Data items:
◆ ◆ ◆ ◆
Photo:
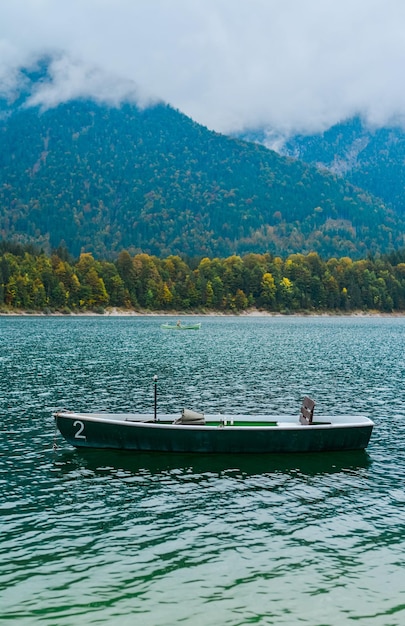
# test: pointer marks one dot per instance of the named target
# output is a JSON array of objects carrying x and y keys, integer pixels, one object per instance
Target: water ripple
[{"x": 101, "y": 537}]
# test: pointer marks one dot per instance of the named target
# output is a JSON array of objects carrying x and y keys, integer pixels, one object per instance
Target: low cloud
[{"x": 289, "y": 65}]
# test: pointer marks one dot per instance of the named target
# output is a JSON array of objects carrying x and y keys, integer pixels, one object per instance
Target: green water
[{"x": 113, "y": 538}]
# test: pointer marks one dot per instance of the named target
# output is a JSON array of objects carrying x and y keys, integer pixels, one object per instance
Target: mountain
[
  {"x": 99, "y": 179},
  {"x": 368, "y": 157}
]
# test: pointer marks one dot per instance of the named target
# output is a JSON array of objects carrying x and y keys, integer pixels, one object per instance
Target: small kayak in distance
[{"x": 180, "y": 326}]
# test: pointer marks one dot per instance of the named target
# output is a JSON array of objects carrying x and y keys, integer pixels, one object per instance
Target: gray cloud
[{"x": 297, "y": 65}]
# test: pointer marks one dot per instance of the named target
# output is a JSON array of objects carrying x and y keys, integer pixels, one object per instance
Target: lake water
[{"x": 158, "y": 540}]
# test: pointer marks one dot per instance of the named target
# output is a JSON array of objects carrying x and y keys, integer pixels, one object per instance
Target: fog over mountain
[{"x": 290, "y": 66}]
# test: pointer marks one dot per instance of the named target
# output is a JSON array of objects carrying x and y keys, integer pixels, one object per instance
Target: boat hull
[
  {"x": 181, "y": 327},
  {"x": 132, "y": 432}
]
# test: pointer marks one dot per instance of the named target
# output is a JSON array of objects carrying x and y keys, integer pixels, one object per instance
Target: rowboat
[
  {"x": 180, "y": 326},
  {"x": 191, "y": 431}
]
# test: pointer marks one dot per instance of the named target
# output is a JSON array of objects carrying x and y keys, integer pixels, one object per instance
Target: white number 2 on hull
[{"x": 80, "y": 429}]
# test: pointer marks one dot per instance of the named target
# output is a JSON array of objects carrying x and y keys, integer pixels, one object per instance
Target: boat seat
[
  {"x": 190, "y": 418},
  {"x": 307, "y": 410}
]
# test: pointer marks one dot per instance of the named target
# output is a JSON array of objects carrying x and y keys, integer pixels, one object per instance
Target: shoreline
[{"x": 116, "y": 312}]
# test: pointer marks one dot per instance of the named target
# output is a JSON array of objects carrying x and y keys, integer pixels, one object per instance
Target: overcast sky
[{"x": 292, "y": 65}]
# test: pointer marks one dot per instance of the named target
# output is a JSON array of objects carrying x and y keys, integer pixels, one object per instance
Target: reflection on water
[
  {"x": 104, "y": 537},
  {"x": 155, "y": 464}
]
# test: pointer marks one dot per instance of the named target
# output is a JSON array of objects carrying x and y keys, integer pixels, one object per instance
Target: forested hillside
[
  {"x": 33, "y": 281},
  {"x": 100, "y": 179},
  {"x": 371, "y": 158}
]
◆ ◆ ◆ ◆
Exercise details: Reproduce the listing above exactly, excluding all pictures.

Reply:
Photo:
# test: pointer marks one dot per instance of the named target
# output is a JSON array of objects carrying x and y keys, integer pixels, one object per instance
Target: water ripple
[{"x": 101, "y": 537}]
# test: pointer marks one dot per instance of the named target
# output is a JSON array of objects carrying x and y keys, integer pixels, one object per instance
Target: low cloud
[{"x": 289, "y": 65}]
# test: pointer marks one dot per instance of the named target
# output is a JSON array of objects carrying x and y keys, integer pixels, one object per instance
Target: green water
[{"x": 113, "y": 538}]
# test: pointer marks one dot per instance of the named target
# output is a JSON array of objects carrying x and y keys, integer pixels, one object per instance
Target: mountain
[
  {"x": 99, "y": 179},
  {"x": 368, "y": 157}
]
# test: pointer marks one dot per instance of the named target
# output is a JSON array of objects carrying x and y keys, integer pixels, one object per instance
Target: small kayak in distance
[{"x": 180, "y": 326}]
# test: pointer marks one dot per instance of the named target
# output is a JSON array of objects carrying x and y keys, integer pixels, one object per instance
Target: gray cloud
[{"x": 297, "y": 65}]
# test: pointer marks one dot per instance of the named target
# output is a JSON array of objects carrying x and y keys, integer pixels, one object per instance
Target: lake water
[{"x": 158, "y": 540}]
# test: pointer marks one dot per instance of the named target
# output is a JSON array of objects carrying x and y keys, integer pixels, one object per instance
Target: fog over mountain
[{"x": 290, "y": 66}]
# test: pointer marks one dot per instance of the named target
# output is a JSON array of objects carrying x and y keys, integer pixels, one object per instance
Target: boat hull
[
  {"x": 181, "y": 327},
  {"x": 132, "y": 432}
]
# test: pointer marks one dot per instance of the named target
# output is a JSON array of objects carrying x and y keys, integer pixels, one object per instance
Target: rowboat
[
  {"x": 180, "y": 326},
  {"x": 191, "y": 431}
]
# test: pointer marks one dot per instance of the named target
# output is a JSON array of objects carrying x and y keys, integer pixels, one object per instance
Target: white number 2 on hull
[{"x": 80, "y": 429}]
# test: pointer marks one dot per instance of the named target
# output is a JSON array of objects carrying x and y keys, integer pixels, one object per instance
Target: boat seat
[
  {"x": 190, "y": 418},
  {"x": 307, "y": 410}
]
# test: pointer marks one dot per instance of the named target
# output is a JSON array of objects carrying x and y keys, integer pixels, one object per instance
Target: shoreline
[{"x": 116, "y": 312}]
# test: pointer marks one dot per instance of the named target
# output is a JSON array of objects carrying x and y keys, integer pixels, one object per instance
Target: overcast sky
[{"x": 292, "y": 65}]
# test: pointer marks one dot per instance of the named target
# output is a JSON array of objects carrying x and y keys, integer pixels, one object per instance
Target: reflection on water
[
  {"x": 104, "y": 537},
  {"x": 155, "y": 464}
]
# test: pointer marks one dot per instance of the named target
# output is a JSON array of objects carrying x and y keys, integer pixels, one object per instance
Target: forested hillside
[
  {"x": 33, "y": 281},
  {"x": 100, "y": 179},
  {"x": 371, "y": 158}
]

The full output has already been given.